**AIM OF THE TASK**
Print the entries underneath word for word, omitting whatever pictures they contain.

--------------------------------

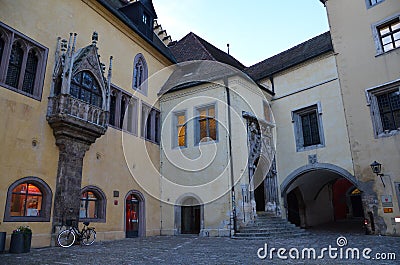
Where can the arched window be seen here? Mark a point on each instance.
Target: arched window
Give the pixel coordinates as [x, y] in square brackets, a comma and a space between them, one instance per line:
[22, 63]
[30, 72]
[85, 87]
[93, 205]
[140, 74]
[14, 65]
[28, 199]
[1, 48]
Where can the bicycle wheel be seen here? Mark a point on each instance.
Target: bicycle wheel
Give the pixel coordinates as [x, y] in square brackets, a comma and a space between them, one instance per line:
[88, 237]
[66, 238]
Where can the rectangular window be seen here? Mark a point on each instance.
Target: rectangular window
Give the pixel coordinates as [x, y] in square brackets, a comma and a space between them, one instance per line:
[385, 108]
[123, 110]
[150, 125]
[206, 125]
[130, 120]
[373, 2]
[180, 130]
[387, 34]
[23, 63]
[267, 112]
[308, 128]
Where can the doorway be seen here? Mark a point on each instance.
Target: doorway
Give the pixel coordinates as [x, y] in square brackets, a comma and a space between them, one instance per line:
[190, 220]
[259, 195]
[134, 214]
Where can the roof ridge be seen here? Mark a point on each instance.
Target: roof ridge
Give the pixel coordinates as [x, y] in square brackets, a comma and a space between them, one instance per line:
[204, 48]
[218, 50]
[290, 49]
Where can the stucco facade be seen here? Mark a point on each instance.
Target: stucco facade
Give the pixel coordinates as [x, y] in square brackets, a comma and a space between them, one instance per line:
[115, 163]
[364, 67]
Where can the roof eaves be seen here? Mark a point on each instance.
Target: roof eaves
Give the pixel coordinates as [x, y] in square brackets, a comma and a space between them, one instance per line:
[127, 22]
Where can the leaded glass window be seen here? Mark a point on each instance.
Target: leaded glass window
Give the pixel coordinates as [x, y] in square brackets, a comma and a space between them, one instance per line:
[14, 65]
[85, 87]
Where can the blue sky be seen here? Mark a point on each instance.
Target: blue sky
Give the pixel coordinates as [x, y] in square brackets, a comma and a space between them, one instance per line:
[255, 29]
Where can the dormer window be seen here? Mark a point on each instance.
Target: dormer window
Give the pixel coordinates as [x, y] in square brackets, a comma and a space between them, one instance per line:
[145, 18]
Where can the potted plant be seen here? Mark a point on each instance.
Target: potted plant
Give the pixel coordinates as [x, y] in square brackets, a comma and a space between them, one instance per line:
[21, 239]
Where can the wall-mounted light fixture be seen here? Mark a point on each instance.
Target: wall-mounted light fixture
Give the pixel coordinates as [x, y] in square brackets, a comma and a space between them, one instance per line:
[377, 168]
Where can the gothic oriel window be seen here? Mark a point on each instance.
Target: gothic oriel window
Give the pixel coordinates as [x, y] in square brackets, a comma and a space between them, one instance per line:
[93, 205]
[28, 199]
[23, 69]
[206, 124]
[85, 87]
[140, 74]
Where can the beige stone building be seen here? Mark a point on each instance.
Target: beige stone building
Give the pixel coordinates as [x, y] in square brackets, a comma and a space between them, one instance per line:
[103, 125]
[366, 39]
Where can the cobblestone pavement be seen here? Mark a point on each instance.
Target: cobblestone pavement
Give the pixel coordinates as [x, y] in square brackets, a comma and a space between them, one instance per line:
[203, 250]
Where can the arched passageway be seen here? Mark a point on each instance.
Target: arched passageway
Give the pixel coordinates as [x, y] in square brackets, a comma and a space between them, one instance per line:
[323, 197]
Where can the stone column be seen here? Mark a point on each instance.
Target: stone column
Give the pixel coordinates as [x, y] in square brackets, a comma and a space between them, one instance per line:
[69, 179]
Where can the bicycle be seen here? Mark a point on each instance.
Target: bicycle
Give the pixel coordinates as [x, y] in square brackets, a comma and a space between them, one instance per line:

--------------------------------

**SOLUTION TO THIS EXERCISE**
Where can the arched window be seen here? Mark a point on each instance.
Target: arched window
Give the pixel coordinates as [x, y] in square brackets, a comma and a space between them, one instance per line:
[22, 63]
[30, 72]
[85, 87]
[93, 205]
[140, 74]
[14, 65]
[28, 199]
[1, 48]
Where can the bicycle wheel be seen here? Mark a point on each instance.
Target: bicycle wheel
Give the pixel coordinates as [x, y] in square brackets, a comma and a space between them, one instance per line:
[88, 237]
[66, 238]
Where can the rectangular window be seen here? Mark a point on each instance.
Target: rectangular window
Give the pixel coordinates as [x, y] in square brackets, a comma and a space between them, one instance per line:
[385, 108]
[123, 110]
[150, 125]
[206, 125]
[130, 120]
[373, 2]
[180, 130]
[387, 34]
[23, 63]
[267, 112]
[308, 128]
Where can the doorway be seen here? Mark a point on each instance.
Target: doorway
Give the pixel coordinates as [x, y] in square brackets, a comma and a space between them, one instance per line:
[190, 220]
[259, 195]
[134, 214]
Where can the roof ridge be seen here? Mark a point on each instance.
Target: roof ridge
Give the pixel coordinates as [x, y] in square brackets, a comma and a space between them, one instance per line:
[204, 48]
[218, 50]
[290, 49]
Where can the stucco facade be seen here? Mark a point on each instance.
Target: stucco facade
Give the pixel coordinates as [x, y] in square brackets, a comma and a space between them, one instance per line:
[115, 163]
[364, 67]
Where can the roof eaves be seen here? Mark a point on each instance.
Target: roof eaves
Give the pixel coordinates as [x, y] in square brackets, a comma and a space between them, one instance per line:
[127, 22]
Where can the leaded glass window be seen here? Mark a point on each instance.
Target: leaded glass window
Give the pixel coordinates as [x, y] in square brackets, a comma and a space between them, one instance per line:
[14, 65]
[85, 87]
Where can the blue sky be seen here? Mark a point on each instance.
Target: blue sky
Give the pixel coordinates as [x, y] in square brackets, a comma and a space between them, one instance per line:
[255, 29]
Where can the dormer window be seen here? Mark a point on each instance.
Target: dormer window
Give the pixel coordinates as [x, y] in square brackets, a comma and a space between them, one instance per line:
[145, 18]
Where can the potted plant be seen here? Mark a point on each instance.
Target: potted plant
Give the pixel coordinates as [x, y] in square brackets, a comma and a space between them, one instance per line:
[21, 239]
Where can the wall-mounted light fixture be seen here? Mark a point on each instance.
Target: wall-mounted light fixture
Give the pixel coordinates as [x, y] in square brackets, a comma and a space between them, one instance per line:
[377, 168]
Where can the gothic oriel window be seen here? Mark a point on each instance.
Target: gothic oriel window
Give the pixel coordinates as [x, y] in square brackets, a comma and a space between them, one instance per line:
[93, 205]
[28, 199]
[23, 69]
[206, 124]
[85, 87]
[140, 74]
Where can the beige stone building be seen here? Mark a point on each instance.
Target: beige stone building
Give the pixel coordinates as [x, y] in square brackets, a comma and a space between them, one instance per line:
[103, 125]
[366, 39]
Where can the cobblestone pavement be seen here? Mark a point on each instance.
Target: cobblestone pavement
Give the pixel coordinates as [x, y] in square brackets, a comma and a space between them, one instance per line:
[203, 250]
Where can the arched passageway be seen here? Mark a point on each instance.
Target: arched passageway
Give the pixel coordinates as [x, y] in square brackets, a comma and a space between them, one instance per line:
[323, 197]
Where can the stone column be seen here? Mark a point on each instance.
Target: stone column
Give the pixel coordinates as [x, y] in square brackets, a comma and a space between them, one instance per line:
[69, 179]
Where can the bicycle be seen here? Mark a point on each instance.
Target: bicycle
Give the pixel coordinates as [x, y] in square brackets, a comma and a space between them, one instance per line:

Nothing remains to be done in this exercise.